> _EXERCISE_
Write the material out again, line by line, exactly as it is.

> _LISTED ENTRIES_
==========
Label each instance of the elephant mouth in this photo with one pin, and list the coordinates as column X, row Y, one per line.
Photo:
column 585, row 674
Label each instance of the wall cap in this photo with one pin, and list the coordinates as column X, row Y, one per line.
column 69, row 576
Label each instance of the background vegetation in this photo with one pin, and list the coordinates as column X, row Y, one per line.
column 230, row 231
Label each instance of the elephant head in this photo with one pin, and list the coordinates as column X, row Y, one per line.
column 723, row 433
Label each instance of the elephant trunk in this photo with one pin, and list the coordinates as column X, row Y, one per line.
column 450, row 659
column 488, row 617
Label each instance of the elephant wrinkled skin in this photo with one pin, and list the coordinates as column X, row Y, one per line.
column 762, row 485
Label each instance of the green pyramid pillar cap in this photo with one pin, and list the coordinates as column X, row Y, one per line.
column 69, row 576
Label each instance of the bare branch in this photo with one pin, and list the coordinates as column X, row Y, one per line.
==========
> _RESPONSE FOR THIS EXERCISE_
Label each instance of the elephant mouth in this photo with one pin, and list the coordinates as column X, row Y, one per line.
Photo:
column 585, row 674
Label each instance of the wall cap in this photo with one pin, and list the coordinates as column X, row Y, one per line.
column 69, row 576
Label each instance of the background vegetation in this photo with one pin, and list the coordinates as column X, row Y, one per line.
column 230, row 231
Label each instance of the elephant head in this photo with one pin, and list the coordinates as column X, row Y, one per line.
column 723, row 433
Label each instance of the elephant trunk in this photo with one pin, and list the coordinates as column X, row Y, one per line.
column 450, row 659
column 488, row 617
Label each instance of the elephant wrinkled skin in this photo with one pin, and list the coordinates as column X, row Y, one per line.
column 762, row 485
Label each instance of the green pyramid pillar cap in this photo with one pin, and list the coordinates as column X, row Y, one per line.
column 69, row 576
Label each instance of the bare branch in this photo with one pin, and list the coordinates as column X, row Y, one per line.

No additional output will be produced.